Please repeat the lines of every item below word for word, leaving out the pictures.

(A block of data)
▼
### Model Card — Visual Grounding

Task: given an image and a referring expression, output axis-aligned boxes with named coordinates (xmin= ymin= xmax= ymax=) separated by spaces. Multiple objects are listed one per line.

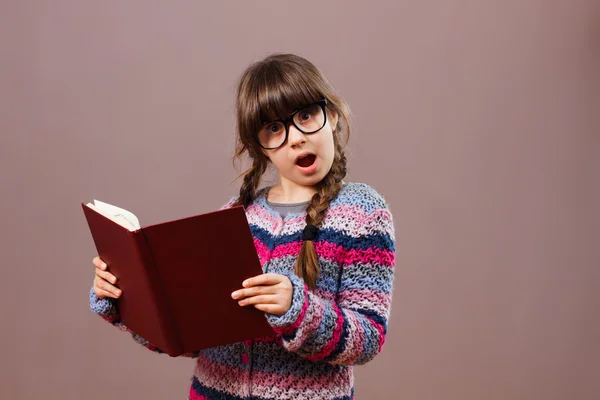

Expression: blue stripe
xmin=324 ymin=307 xmax=349 ymax=361
xmin=348 ymin=308 xmax=387 ymax=334
xmin=250 ymin=224 xmax=395 ymax=251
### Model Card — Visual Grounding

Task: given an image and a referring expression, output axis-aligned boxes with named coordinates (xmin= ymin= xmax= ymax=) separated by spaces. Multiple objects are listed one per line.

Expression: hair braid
xmin=295 ymin=140 xmax=346 ymax=289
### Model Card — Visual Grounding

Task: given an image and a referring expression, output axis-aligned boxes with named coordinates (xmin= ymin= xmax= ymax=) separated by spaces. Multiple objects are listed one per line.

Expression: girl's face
xmin=262 ymin=109 xmax=338 ymax=190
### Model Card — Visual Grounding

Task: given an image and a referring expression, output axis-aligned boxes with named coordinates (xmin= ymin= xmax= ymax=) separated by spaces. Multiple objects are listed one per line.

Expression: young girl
xmin=90 ymin=54 xmax=395 ymax=400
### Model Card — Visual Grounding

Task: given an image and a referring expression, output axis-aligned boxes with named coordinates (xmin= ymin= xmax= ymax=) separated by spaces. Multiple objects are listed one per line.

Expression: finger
xmin=96 ymin=279 xmax=123 ymax=297
xmin=254 ymin=304 xmax=285 ymax=315
xmin=92 ymin=256 xmax=107 ymax=270
xmin=94 ymin=289 xmax=121 ymax=299
xmin=96 ymin=268 xmax=117 ymax=284
xmin=238 ymin=295 xmax=277 ymax=306
xmin=242 ymin=274 xmax=285 ymax=287
xmin=231 ymin=286 xmax=277 ymax=299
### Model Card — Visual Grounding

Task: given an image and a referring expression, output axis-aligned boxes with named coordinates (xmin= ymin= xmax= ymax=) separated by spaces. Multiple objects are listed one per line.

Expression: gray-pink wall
xmin=0 ymin=0 xmax=600 ymax=400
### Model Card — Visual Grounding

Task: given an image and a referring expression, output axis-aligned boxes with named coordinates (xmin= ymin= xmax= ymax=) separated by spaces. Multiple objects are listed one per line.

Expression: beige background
xmin=0 ymin=0 xmax=600 ymax=400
▲
RESULT OF THIS EXERCISE:
### Model Card — Visual Grounding

Task: given an image and a referring expression, output axis-aligned boxes with named coordinates (xmin= ymin= xmax= ymax=) separated by spaces. Multiple objects are listed one per line.


Expression: blue stripe
xmin=324 ymin=307 xmax=349 ymax=361
xmin=348 ymin=308 xmax=387 ymax=334
xmin=250 ymin=224 xmax=395 ymax=251
### Model Card — Visual Grounding

Task: given an image and a referring expression, output axis-aligned boxes with named coordinates (xmin= ymin= xmax= ymax=) separated by spaces. Multiple objects are listed one per line.

Expression: hair braid
xmin=295 ymin=140 xmax=346 ymax=289
### Model Card — Visual Grounding

Task: given an image and a referring expression, output axis-aligned boxes with named coordinates (xmin= ymin= xmax= ymax=) separated by spaces. Multiple objects are listed one per line.

Expression: girl's face
xmin=262 ymin=109 xmax=338 ymax=190
### Model Card — Visual Grounding

Task: given an image and a referring expression, output axis-aligned boxes with named coordinates (xmin= ymin= xmax= ymax=) separated by spaces. Multiple objects are listed one per line.

Expression: young girl
xmin=90 ymin=54 xmax=395 ymax=400
### Model Card — Visual Grounding

Task: given an image and a referring expression, output axis-aligned boxes with named coordinates (xmin= ymin= xmax= ymax=) separated by spaces. Multiple objects are listed one per line.

Expression: finger
xmin=96 ymin=279 xmax=123 ymax=297
xmin=254 ymin=304 xmax=285 ymax=315
xmin=92 ymin=256 xmax=107 ymax=270
xmin=94 ymin=289 xmax=121 ymax=299
xmin=96 ymin=268 xmax=117 ymax=284
xmin=238 ymin=295 xmax=277 ymax=306
xmin=242 ymin=274 xmax=285 ymax=287
xmin=231 ymin=286 xmax=277 ymax=299
### Model Card — Visual Grounding

Task: given an image and a referring expression, output axis-aligned boxes with named coordinates (xmin= ymin= xmax= ymax=) separated by spaces. Multiple objects are listed one per line.

Expression: gray-pink wall
xmin=0 ymin=0 xmax=600 ymax=400
### Model Card — Visual Grounding

Task: given an image and a referring expression, output axis-aligned boxes with named coordinates (xmin= ymin= xmax= ymax=) separated by spaces. Multiple objects are listed one per line.

Expression: beige background
xmin=0 ymin=0 xmax=600 ymax=400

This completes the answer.